Stated goal: Copy the items below, swapping "pale cream larva" for "white grub" and leaving everything else unchanged.

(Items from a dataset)
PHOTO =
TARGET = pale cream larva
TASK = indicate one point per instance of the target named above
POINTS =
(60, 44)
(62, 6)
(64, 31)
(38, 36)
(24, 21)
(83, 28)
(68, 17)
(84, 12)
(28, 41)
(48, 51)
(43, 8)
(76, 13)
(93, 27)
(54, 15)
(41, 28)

Answer for the task:
PHOTO =
TARGET = white grub
TASK = indicate one point per instance of the target named above
POINTS =
(60, 44)
(62, 6)
(64, 31)
(38, 36)
(24, 21)
(83, 28)
(68, 17)
(84, 12)
(28, 41)
(48, 51)
(43, 8)
(76, 13)
(93, 27)
(54, 15)
(41, 28)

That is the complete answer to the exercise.